# [SHORT PROBLEM]
Please format every line of the entries below as a JSON list of strings, one string per line, skipping blank lines. Leave the pictures out of the answer.

***** DATA LINES

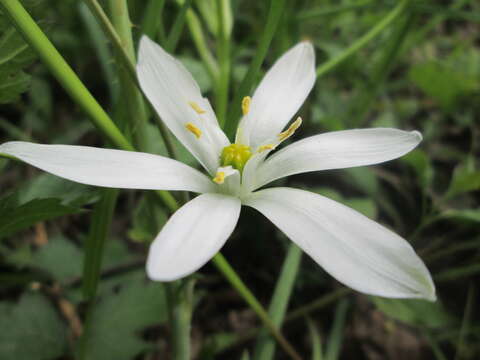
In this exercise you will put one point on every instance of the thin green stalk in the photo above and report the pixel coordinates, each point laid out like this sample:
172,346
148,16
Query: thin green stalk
99,226
152,24
273,18
265,347
364,40
119,44
180,304
313,13
128,59
221,263
68,79
62,72
133,98
200,43
367,93
466,321
100,44
177,27
223,44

**********

# [WRITTEN ANSWER]
[
  "In this exercise you will put one point on every instance of the thin green stalk in the photo above and report the pixel coordinates, each point laid out like this sample:",
  "172,346",
  "148,16",
  "Query: thin green stalk",
  "99,226",
  "152,24",
  "273,18",
  "265,347",
  "364,40",
  "119,44",
  "180,304",
  "313,13",
  "128,59",
  "221,263",
  "68,79",
  "62,72",
  "133,98",
  "200,43",
  "367,93",
  "466,321",
  "100,44",
  "177,27",
  "223,44"
]